### Exercise text
=== Section Start ===
You have to ask yourself how it has become normalized. What methodology has been employed? Just refer to the previous paragraph. Do you ever find yourself contemplating things like that? Probably not often, or at least not often enough to get pissed off and do anything about them. Hell, you're lucky to have enough time to read this blog post in which I have done the work FOR you. Why? Because you're married and/or have kids and you are too busy going apple-picking, to brunch, or to the Yarn Barn with your wives OR driving your kids to figure skating, going to parent/teacher conferences, or brushing, vacuuming, filling, and maintain healthy algae/chlorine levels in the pool. You ain't got time for researching the shit our owners don't want us to know!

Ever wonder why that conspiracy theorist uncle everybody has is like that? Cuz he's single. And those aren't silly conspiracies, (most of them) they're normalized greed that has conspiratorially been labeled "conspiracy" by co-conspirators who don't want you to know about their conspiracies! 

But you don't need to do research. Just look ANYwhere. Do you play any phone games or video games? Remember when a million was a MASSIVE score on them? Now even a billion is just okay. We all want MORE than a billion on our games, don't we? I have one. I spin on the Game of Thrones slot machine every day. It is a BRILLIANT illustration of what I'm talking about! I got up to almost 6 billion coins today! That's incredible, right? Then I spun a few more times.... aaaand they're gone. Didn't even last an hour. 6 BILLION coins didn't last an hour.

And the quotes in the slot machine are from the show. Especially Little Finger. Remember him talking to Sansa saying how funny it is that when we have goals or dreams and we work and fight for them then finally achieve them, we always want more? That's bullshit! I think the average person is happy (not to mention very lucky) to do that. It is absolutely NOT normal (or funny) to immediately want more. But our society teaches us that it IS.
=== Section End ===
### Data for review
=== Section Start ===
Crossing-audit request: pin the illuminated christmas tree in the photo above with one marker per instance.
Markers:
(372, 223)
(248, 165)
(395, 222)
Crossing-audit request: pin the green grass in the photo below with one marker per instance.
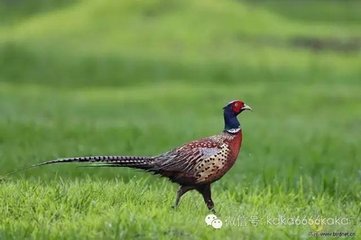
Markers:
(109, 77)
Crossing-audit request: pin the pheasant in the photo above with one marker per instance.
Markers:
(194, 166)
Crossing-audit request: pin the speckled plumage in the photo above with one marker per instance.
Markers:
(194, 165)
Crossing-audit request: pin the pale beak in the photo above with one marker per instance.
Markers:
(246, 107)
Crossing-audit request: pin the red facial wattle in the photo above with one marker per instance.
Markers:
(237, 106)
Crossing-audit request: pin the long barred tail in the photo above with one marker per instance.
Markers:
(111, 161)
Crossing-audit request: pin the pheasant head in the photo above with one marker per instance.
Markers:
(230, 112)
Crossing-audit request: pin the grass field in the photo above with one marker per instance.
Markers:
=== Section End ===
### Work order
Continue the blog post about normalized greed from the point where it stops. The rows are separate material and have no connection to the blog post.

### Response below
"Chaos is a ladder." What a fucking scumbag! Chaos caused by greed that is. Cersei shouldn't have called off the guards she sicked on him to illustrate that knowledge isn't power, POWER is power. She should have let them slit his throat. If she weren't afflicted with the same mental sickness she would have. But she saw him as a way for HER to get more power which is the same as money. 

Only the ladder is real. The climb out of chaos is all there is. Everything else is just deception created by our owners. This speech is like a dog frothing at the mouth and attacking its owner. Rabies. It needs to be put down. Anyone who lives like this is sick. It's fitting that it follows a comment by Varys, "Who doesn't love to see their friends fail?" These could be the two most distasteful characters in a show absolutely lousy with vomitous villainy. Yet some LOVE these two! Our society does. And they're systematically teaching us to love this antisocial, (psychopathic?) chaotic philosophy too.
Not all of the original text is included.